#### Try it:
From the data below, report how many lines contain the word "gray", giving the number and nothing else.

#### Supplied information:
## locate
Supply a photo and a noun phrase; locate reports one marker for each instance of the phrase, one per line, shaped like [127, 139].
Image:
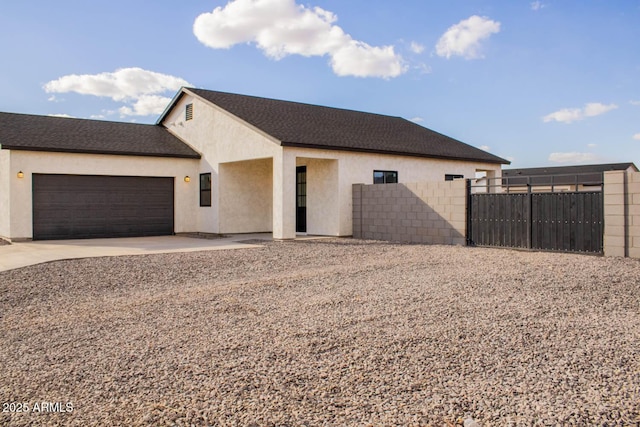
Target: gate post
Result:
[469, 213]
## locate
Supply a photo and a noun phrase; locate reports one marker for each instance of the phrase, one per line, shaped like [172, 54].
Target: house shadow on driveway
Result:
[24, 254]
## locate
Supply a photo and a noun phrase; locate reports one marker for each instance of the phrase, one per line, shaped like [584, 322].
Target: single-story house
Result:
[213, 163]
[560, 178]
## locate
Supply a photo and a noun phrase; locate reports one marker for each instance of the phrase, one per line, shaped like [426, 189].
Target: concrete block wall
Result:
[633, 214]
[426, 212]
[622, 214]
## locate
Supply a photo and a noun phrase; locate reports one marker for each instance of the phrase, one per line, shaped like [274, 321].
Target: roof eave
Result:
[171, 104]
[498, 160]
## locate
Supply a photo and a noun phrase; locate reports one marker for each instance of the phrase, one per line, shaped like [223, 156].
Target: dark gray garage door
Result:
[90, 206]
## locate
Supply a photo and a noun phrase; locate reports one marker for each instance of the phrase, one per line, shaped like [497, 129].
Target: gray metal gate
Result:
[571, 221]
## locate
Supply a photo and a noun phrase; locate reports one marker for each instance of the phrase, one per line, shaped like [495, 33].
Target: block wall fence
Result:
[436, 213]
[425, 212]
[622, 214]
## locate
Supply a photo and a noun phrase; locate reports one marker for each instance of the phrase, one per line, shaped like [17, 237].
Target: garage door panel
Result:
[89, 206]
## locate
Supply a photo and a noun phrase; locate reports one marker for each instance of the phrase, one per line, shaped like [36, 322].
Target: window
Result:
[385, 177]
[451, 177]
[205, 189]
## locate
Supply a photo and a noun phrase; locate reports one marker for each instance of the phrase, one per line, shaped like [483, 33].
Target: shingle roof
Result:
[45, 133]
[313, 126]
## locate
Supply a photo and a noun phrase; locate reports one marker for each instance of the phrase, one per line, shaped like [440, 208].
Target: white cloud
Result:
[537, 5]
[416, 47]
[135, 86]
[573, 157]
[463, 39]
[146, 105]
[570, 115]
[282, 27]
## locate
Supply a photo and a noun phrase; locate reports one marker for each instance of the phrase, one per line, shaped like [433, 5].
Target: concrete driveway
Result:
[23, 254]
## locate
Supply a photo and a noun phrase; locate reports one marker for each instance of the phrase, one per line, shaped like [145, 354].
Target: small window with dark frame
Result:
[205, 189]
[451, 177]
[385, 177]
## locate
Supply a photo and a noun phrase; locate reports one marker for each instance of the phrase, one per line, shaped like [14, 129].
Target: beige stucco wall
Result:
[4, 193]
[220, 138]
[357, 168]
[323, 203]
[246, 196]
[30, 162]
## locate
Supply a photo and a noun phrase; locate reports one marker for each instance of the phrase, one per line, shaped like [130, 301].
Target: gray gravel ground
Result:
[334, 332]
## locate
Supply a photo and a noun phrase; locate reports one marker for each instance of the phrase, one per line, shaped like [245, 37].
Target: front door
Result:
[301, 199]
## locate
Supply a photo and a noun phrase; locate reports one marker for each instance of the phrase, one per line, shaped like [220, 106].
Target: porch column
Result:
[284, 195]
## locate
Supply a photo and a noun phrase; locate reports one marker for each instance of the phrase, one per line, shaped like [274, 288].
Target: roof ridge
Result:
[307, 104]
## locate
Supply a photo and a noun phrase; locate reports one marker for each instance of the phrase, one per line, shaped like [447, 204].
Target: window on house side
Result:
[451, 177]
[205, 189]
[385, 177]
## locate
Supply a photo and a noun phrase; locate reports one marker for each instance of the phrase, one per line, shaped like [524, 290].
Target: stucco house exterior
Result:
[214, 162]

#### Problem solution:
3